Siyonist işgal rejimi Perşembe günü, Hamas lideri Yahya Sinvar’ın öldürüldüğüne dair açıklama yapmıştı. Tabii işgal rejiminin bu açıklaması Filistin’deki direnişin karşısında siyonist katillerin yanında yer alanları çok sevindirdi. O yüzden işgal rejiminin, henüz Hamas tarafından teyit edilmemiş olan açıklamalarıyla birlikte sevinçlerini ve mutluluklarını izhar ettiler. Bizim bu yazıyı yazmamızdan bir süre önce Hamas’ın askeri kanadı Kassam Tugayları tarafından yapılan açıklamada Sinvar’ın şehit edildiği duyuruldu. Ancak işgale karşı direnişin artarak devam edeceği dile getirildi.
Filistin’de siyonist işgale karşı mücadele eden İslami Direniş Hareketi’nde etkili görevi kabul eden herkes ölümü de göze alarak bunu yapıyor. Onların gayesi dünyada bir paye elde etmek değil ahireti kazanmaktır.
Bu hususta, Şeyhulislam Ahmed İbnu Teymiyye’nin hapse atılırken söylediği sözü bir kez daha hatırlatalım: “Düşmanlarım bana ne yapabilir? Ben cennetimi kalbimde, bahçemi göğsümde taşıyorum. Nereye götürülsem onlar benimle beraberdir. Hapsedilmem halvet, öldürülmem şehadet ve memleketimden sürülmem ise seyahattir.”
Ayrıca şunu belirtelim ki şimdiye kadar siyonist katiller Filistin’deki direnişin ileri gelenlerinden birçok kişiyi şehit ettiler. Ama mücadele yine de kesintisiz bir şekilde devam etti. Çünkü bu mücadele kişilere bağlı değildir. Bu mücadeleyi imani bir duyarlılıkla sürdürenler de ölümün bir yok oluş değil bilakis sonsuz hayata açılan kapı olduğu konusunda kesin bir inanca sahiptir.

# [Görevler]
1. Metindeki "Çünkü bu mücadele kişilere bağlı değildir." cümlesi İngilizceye nasıl çevrilir?
2. Metinde "Ayrıca şunu belirtelim" sözlerinden "bir inanca sahiptir." sözlerine kadar olan kısmı, "kesintisiz" yerine "aralıksız" koyarak düzenleyebilir misiniz?
Satırlar başka bir kaynaktan alınmıştır.

# [Malzeme]

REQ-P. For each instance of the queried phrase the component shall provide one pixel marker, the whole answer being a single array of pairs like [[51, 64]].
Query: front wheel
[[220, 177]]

# [Alıştırma yanıtları]
1. Because this struggle does not depend on individuals.

2.
Ayrıca şunu belirtelim ki şimdiye kadar siyonist katiller Filistin’deki direnişin ileri gelenlerinden birçok kişiyi şehit ettiler. Ama mücadele yine de aralıksız bir şekilde devam etti. Çünkü bu mücadele kişilere bağlı değildir. Bu mücadeleyi imani bir duyarlılıkla sürdürenler de ölümün bir yok oluş değil bilakis sonsuz hayata açılan kapı olduğu konusunda kesin bir inanca sahiptir.